◆ Problem to work on
Without changing anything, reproduce every record below.

◆ Data records
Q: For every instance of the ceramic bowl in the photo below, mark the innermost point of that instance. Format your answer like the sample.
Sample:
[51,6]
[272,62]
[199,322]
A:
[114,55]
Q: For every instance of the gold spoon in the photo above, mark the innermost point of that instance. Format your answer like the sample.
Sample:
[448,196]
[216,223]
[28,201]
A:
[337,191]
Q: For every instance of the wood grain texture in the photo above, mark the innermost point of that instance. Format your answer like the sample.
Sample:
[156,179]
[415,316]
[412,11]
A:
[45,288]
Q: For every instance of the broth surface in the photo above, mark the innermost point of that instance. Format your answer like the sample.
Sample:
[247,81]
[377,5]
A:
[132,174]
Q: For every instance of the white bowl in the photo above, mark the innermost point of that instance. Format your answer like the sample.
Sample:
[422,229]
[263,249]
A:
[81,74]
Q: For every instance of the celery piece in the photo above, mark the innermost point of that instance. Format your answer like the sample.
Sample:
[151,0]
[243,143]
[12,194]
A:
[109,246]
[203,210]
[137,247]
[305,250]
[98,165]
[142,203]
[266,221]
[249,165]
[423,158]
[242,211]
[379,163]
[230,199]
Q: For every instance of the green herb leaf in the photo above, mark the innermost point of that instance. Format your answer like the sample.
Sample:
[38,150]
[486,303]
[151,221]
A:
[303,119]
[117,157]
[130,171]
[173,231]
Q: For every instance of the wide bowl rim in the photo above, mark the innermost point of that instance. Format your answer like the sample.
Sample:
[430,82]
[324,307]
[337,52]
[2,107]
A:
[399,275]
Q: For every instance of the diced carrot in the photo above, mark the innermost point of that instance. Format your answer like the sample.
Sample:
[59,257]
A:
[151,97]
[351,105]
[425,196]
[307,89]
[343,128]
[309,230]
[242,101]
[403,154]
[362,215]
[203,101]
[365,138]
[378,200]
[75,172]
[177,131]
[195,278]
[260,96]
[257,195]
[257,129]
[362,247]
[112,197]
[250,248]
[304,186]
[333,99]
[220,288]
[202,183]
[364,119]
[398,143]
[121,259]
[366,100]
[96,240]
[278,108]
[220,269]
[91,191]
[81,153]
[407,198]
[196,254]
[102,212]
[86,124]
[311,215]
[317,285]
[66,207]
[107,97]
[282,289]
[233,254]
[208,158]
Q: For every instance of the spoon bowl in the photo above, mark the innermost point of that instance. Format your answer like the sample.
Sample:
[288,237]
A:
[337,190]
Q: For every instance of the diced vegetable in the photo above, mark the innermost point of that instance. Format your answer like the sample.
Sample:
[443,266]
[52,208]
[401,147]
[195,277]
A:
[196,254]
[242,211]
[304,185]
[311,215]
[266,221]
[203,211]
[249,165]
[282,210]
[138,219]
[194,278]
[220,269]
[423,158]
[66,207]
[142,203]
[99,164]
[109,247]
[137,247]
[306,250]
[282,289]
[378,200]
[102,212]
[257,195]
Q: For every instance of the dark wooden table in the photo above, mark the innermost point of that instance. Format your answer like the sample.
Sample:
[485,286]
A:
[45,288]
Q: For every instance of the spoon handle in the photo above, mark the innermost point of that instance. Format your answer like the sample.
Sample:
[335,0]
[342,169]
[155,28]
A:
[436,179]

◆ Answer
Q: For every instance of the ceramic bowl in the photo below, mark the innermost point of that instance. Format your answer like the sample.
Sample:
[51,6]
[272,62]
[199,322]
A:
[114,55]
Q: For every instance of the gold spoon in the photo above, mark the innermost point of that instance. Format your answer like the sample.
Sample:
[448,196]
[216,223]
[28,201]
A:
[337,191]
Q: For every instance of the wood grain texture in the photo above, mark the innermost point of that instance. Format your answer like the sample.
Sample:
[156,179]
[415,316]
[412,11]
A:
[45,288]
Q: For every instance of the broth surface in the photo above, mark the innermost point of that instance. Format your answer like the sample.
Sample:
[247,81]
[377,5]
A:
[132,174]
Q: For every instance of the white bowl in the photo above, mark the innermost point of that instance. Format your answer like the sample.
Sample:
[422,229]
[263,249]
A:
[81,74]
Q: For every instance of the celery piece in the photo above, mark the innermost point of that instance. Format your answer like the sample.
Sample:
[151,0]
[243,143]
[12,194]
A:
[109,246]
[203,210]
[137,247]
[305,250]
[98,165]
[142,203]
[266,221]
[249,165]
[423,158]
[242,211]
[379,163]
[230,199]
Q: For every instance of the green herb leaf in the photo above, mark the innermost point of that instance. Format your answer like the sample.
Sample:
[38,150]
[486,303]
[151,221]
A:
[303,119]
[117,157]
[130,171]
[173,231]
Q: For every instance of the wide bowl rim in the photo above, mark the innermost point of that instance. Format your answer like the sample.
Sample:
[430,82]
[324,307]
[337,52]
[2,107]
A:
[399,275]
Q: For every instance of the diced carrot in the photo above, mark the innermost point of that instance. Format your answer like the sample.
Sample:
[59,257]
A:
[151,97]
[351,105]
[425,196]
[307,89]
[343,128]
[309,230]
[242,101]
[403,154]
[362,215]
[203,101]
[365,138]
[378,200]
[75,172]
[177,131]
[195,278]
[260,96]
[257,195]
[257,129]
[362,247]
[112,197]
[250,248]
[304,186]
[333,99]
[220,288]
[202,183]
[364,119]
[398,143]
[121,259]
[366,100]
[96,240]
[278,108]
[220,269]
[91,191]
[81,153]
[407,198]
[196,254]
[102,212]
[86,124]
[311,215]
[317,285]
[66,207]
[107,97]
[282,289]
[233,254]
[208,158]
Q: For every instance of the spoon bowl in the photo above, mark the innermost point of that instance. Format your answer like the sample.
Sample:
[288,237]
A:
[337,190]
Q: For every instance of the diced vegetable in the photo above, mark the innermost point of that instance. Format your answer like the sample.
Sample:
[443,266]
[52,208]
[401,147]
[195,277]
A:
[196,254]
[242,211]
[304,185]
[311,215]
[266,221]
[203,211]
[249,165]
[282,210]
[138,219]
[194,278]
[220,269]
[423,158]
[66,207]
[142,203]
[99,164]
[109,247]
[137,247]
[306,250]
[282,289]
[378,200]
[102,212]
[257,195]
Q: For every instance of the dark wooden table in the photo above, mark the innermost point of that instance. Format your answer like the sample.
Sample:
[485,286]
A:
[45,288]
Q: For every instance of the spoon handle in the photo above, mark the innermost point of that instance. Format your answer like the sample.
Sample:
[335,0]
[342,169]
[155,28]
A:
[436,179]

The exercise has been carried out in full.